:: Übungstext

Daniel Kah legt für Priene eine epigraphische Untersuchung vor, die sich im Spannungsfeld Honoratiorenherrschaft – Demokratie3 ansiedelt (S. 386–399). Es wird gezeigt, dass „das Modell eines wachsenden Einflusses der Euergeten in späthellenistischer Zeit auch auf Priene anwendbar ist. Allerdings geht aus einer genauen Betrachtung der Zeugnisse auch hervor, dass das Funktionieren einer demokratischen Verfassung in einer Polis mit einer kleinen Bürgerschaft nur durch eine hohe Partizipation der Politen gewährleistet werden konnte. Wandel ist daher vor allem im sozialen Bereich festzumachen und betraf die politischen Machtverhältnisse zunächst nur informell.“ (S. 386) Fraglich ist, ob eine solche Trennung in der politischen Praxis relevant ist. Kah zeigt zwar unter Berücksichtigung des epigraphic habit, dass weder eine Verfassungsänderung noch die Genese einer „Oberklasse“ (S. 390) nachzuweisen ist. Allerdings stellt die von Kah in ihrer politischen Funktion relativierte Bedeutung der sitesis „das demokratische Ideal der politischen Gleichheit“ (S. 393) doch in Frage: Auch wenn die Quellen schweigen, kann damit gerechnet werden, dass eine exklusive Zusammenkunft im Prytaneion mehr als ein reiner „Festakt“ gewesen ist, sondern in Phasen eine „politische Zusammenkunft“ (Anm. 37). Marietta Horster und Peter Kató behandeln in ihrem Beitrag neben Athen und Kos ebenfalls Priene hinsichtlich der Frage nach der sozialen Konstruktion religiöser Funktionsträger (S. 146–152).

::::

== Aufgaben ==
(a) Übersetze diesen Satz aus dem Text über Priene ins Englische: „Fraglich ist, ob eine solche Trennung in der politischen Praxis relevant ist.“
(b) Beantworte die folgenden Fragen zum Text über Priene.
(i) Auf welchen Seiten steht Daniel Kahs Untersuchung zu Priene?
(ii) Welche beiden Orte behandeln Marietta Horster und Peter Kató neben Priene?
(iii) An welchem Ort fand die exklusive Zusammenkunft statt, die im Text erwähnt wird?
(c) Greif den Text über Priene nach seinem letzten Satz auf und schreibe ihn weiter.
Die Auflistung hat mit dem Text über Priene nichts zu tun.

:: Extrahierte Datensätze

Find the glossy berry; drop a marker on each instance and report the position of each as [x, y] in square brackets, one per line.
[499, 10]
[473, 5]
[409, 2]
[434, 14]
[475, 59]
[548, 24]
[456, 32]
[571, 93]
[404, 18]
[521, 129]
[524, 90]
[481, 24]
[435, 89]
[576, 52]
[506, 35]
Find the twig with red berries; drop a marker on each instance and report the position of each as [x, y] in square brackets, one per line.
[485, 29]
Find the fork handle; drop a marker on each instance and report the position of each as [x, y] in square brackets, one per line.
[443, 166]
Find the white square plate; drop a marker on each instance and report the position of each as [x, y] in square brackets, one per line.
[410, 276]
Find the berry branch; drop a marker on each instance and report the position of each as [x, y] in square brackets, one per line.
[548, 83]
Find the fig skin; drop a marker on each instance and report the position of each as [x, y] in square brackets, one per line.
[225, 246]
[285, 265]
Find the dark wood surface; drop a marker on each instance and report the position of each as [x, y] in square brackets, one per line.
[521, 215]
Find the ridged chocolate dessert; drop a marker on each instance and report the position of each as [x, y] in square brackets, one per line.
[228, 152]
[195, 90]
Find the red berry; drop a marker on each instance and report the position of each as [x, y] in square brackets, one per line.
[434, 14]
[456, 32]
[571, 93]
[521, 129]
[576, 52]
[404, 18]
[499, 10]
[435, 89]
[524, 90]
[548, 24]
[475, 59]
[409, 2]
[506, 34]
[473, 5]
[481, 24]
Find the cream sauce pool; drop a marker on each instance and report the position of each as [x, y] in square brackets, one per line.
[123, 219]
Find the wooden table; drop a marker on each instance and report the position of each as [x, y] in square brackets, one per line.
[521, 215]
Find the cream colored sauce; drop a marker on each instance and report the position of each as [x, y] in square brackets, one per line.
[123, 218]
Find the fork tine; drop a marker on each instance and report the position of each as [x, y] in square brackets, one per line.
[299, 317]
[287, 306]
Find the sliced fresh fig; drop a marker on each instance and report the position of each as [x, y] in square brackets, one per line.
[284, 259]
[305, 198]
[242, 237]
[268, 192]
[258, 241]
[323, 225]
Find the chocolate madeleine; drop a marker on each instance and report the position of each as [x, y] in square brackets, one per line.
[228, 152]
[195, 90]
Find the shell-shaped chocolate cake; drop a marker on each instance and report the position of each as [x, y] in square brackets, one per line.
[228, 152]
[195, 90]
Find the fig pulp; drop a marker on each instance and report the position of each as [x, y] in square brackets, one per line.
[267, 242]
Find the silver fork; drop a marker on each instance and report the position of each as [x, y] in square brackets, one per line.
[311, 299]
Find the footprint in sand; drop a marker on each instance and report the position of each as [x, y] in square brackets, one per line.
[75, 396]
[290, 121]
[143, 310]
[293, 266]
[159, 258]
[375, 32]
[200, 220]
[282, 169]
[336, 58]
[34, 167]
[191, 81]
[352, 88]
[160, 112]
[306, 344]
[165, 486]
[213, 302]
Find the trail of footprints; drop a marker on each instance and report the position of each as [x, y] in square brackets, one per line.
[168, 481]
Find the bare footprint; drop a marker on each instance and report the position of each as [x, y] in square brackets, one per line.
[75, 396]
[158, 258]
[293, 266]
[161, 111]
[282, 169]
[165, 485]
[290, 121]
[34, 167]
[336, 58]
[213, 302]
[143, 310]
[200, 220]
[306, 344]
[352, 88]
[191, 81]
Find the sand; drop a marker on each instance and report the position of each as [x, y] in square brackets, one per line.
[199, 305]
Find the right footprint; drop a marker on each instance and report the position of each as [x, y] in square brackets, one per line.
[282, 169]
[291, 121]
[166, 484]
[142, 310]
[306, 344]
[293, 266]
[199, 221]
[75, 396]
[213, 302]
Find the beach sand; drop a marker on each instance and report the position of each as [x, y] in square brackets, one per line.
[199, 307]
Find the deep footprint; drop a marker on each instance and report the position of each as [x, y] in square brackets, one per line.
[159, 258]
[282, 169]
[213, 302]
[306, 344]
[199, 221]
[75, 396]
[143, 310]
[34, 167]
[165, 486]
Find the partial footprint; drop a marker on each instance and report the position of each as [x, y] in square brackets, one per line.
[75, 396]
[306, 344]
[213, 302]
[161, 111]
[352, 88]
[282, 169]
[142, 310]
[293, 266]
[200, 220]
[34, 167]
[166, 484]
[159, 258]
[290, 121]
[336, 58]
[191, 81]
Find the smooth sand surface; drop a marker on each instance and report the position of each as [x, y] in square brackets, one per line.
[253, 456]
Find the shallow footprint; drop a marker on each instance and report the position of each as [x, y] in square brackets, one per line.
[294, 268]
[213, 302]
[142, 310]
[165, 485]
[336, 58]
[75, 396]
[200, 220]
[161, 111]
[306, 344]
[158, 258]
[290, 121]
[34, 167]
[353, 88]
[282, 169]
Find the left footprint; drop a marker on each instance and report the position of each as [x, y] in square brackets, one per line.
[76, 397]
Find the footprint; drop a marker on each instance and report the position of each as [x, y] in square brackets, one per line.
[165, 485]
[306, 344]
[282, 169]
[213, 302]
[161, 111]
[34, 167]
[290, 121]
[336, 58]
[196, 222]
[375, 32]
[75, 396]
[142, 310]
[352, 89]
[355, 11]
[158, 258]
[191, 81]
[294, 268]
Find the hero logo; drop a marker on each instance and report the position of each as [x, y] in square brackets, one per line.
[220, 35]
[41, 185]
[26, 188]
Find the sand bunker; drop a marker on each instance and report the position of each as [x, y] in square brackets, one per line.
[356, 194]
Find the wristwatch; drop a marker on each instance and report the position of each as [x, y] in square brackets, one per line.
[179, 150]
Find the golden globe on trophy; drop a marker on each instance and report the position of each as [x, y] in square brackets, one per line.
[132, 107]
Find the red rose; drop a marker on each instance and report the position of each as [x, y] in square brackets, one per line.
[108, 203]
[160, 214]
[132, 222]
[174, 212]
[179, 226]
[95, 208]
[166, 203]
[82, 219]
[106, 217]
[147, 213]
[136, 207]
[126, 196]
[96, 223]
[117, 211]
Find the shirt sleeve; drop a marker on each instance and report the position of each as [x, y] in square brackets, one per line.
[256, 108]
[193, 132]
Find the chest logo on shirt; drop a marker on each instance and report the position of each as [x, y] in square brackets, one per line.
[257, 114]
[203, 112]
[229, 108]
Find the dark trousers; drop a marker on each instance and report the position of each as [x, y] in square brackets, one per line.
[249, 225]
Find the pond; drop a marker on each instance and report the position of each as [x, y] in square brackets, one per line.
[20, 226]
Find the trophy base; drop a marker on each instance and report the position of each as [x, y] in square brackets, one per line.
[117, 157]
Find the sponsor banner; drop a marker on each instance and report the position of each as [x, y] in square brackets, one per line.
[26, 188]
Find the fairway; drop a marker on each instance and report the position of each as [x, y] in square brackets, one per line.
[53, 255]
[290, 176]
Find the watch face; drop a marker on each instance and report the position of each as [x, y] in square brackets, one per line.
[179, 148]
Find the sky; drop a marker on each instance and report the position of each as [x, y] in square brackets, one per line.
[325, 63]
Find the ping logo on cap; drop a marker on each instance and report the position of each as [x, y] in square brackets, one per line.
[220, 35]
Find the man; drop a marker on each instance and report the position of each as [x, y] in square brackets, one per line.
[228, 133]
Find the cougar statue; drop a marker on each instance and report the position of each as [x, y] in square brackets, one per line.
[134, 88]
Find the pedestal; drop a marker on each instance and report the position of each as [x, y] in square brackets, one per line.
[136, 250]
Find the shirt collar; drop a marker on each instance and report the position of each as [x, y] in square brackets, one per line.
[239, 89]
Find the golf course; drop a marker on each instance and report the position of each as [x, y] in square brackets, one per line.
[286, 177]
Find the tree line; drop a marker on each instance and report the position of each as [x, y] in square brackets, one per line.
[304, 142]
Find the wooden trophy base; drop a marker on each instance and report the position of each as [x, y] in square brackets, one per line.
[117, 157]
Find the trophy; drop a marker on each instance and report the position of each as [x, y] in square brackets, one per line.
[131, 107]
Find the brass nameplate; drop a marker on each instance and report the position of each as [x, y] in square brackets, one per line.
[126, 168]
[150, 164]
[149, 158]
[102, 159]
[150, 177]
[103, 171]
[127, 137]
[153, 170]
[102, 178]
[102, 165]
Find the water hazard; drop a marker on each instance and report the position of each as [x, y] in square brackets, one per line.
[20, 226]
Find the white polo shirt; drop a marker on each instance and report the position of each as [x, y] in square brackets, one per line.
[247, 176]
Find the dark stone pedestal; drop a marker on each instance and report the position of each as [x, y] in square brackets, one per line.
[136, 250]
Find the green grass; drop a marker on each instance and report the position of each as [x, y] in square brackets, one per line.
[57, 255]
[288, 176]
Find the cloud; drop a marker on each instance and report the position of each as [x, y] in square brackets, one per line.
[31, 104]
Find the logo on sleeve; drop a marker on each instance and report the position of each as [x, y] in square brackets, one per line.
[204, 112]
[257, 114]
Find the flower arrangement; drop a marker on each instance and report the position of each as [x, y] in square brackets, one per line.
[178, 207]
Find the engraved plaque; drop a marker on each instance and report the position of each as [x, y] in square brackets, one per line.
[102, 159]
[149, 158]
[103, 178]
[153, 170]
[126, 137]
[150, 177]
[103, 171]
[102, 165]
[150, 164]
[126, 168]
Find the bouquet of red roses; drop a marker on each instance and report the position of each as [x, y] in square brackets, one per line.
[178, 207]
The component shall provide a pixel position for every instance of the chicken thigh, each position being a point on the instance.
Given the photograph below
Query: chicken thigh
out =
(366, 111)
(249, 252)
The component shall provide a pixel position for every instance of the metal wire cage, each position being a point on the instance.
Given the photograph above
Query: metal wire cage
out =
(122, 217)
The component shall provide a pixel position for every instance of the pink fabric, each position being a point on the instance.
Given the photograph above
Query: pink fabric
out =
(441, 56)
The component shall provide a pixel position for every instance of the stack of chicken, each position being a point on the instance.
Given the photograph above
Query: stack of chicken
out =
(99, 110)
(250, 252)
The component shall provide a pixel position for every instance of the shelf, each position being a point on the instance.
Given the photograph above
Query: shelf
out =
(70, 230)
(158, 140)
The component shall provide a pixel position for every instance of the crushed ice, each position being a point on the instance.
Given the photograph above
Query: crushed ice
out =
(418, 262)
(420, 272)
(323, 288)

::::

== Lösungen ==
(a) It is questionable whether such a separation is relevant in political practice.

(b)
(i) Auf den Seiten 386–399.
(ii) Athen und Kos.
(iii) Im Prytaneion.

(c)
Linda-Marie Günther schildert knapp die Ergebnisse ihres epigraphischen Projektes über Bürgerinnen im hellenistischen Milet und deren Rolle in der Polisöffentlichkeit (S. 68–73). Aus dem Text geht glücklicherweise ein leicht zu übersehender Verweis auf die Monographie4 hervor. Günther zeigt, dass soziale und politische Netzwerke ineinander verwoben waren und „dass Frauen zur sozialen Mobilität beitrugen“ (S.72). Ein allzu hartes Urteil über die meisten Aufsätze dieses Sammelband wird damit gefällt, dass „Milet nach wie vor die einzige antike bzw. hellenistische Stadt neben Athen ist, die eine nähere Analyse bürgerlicher Identität ermöglicht“ (S. 86).

Den Abschluss des Bandes gestaltet Martin Zimmermann mit einem Epilog auf einen neuen theoretischen Überbau der Stadtforschung (S.400–406): Die wichtigsten Marken hierbei sind das Bewusstwerden von lokalen Besonderheiten, Ungleichzeitigkeiten und Diversität einerseits aber auch eine Koexistenz von Diskursen und Räumen sowie performativer Akte als „Produzenten städtischer Identität“. „Die bildlichen und textuellen Repräsentationen städtischer Identität werden demnach erst umfassend begriffen, wenn man sie mit der urbanen Struktur als physischer Textur der Stadt und den sozialen, politischen und sakralen Praktiken ihrer Bewohner in einem Gesamtbild erfasst.“ (S.403)

Diesen Dienst konnte der Abschlussband des SPP in weiten Teilen erbringen. Und wo er es nicht konnte, darf man auf die Monographien gespannt bleiben.

Anmerkungen:
1 Ulrich Gotter, Akkulturation als Methodenproblem der historischen Wissenschaften, in: Wolfgang Eßbach (Hrsg.), wir/ihr/sie. Identität und Alterität in Theorie und Methode, Würzburg 2000, S.373–406.
2 Daniel Kah / Peter Scholz (Hrsg.), Das hellenistische Gymnasion, 2. Aufl., Berlin 2007 (1. Aufl. 2003).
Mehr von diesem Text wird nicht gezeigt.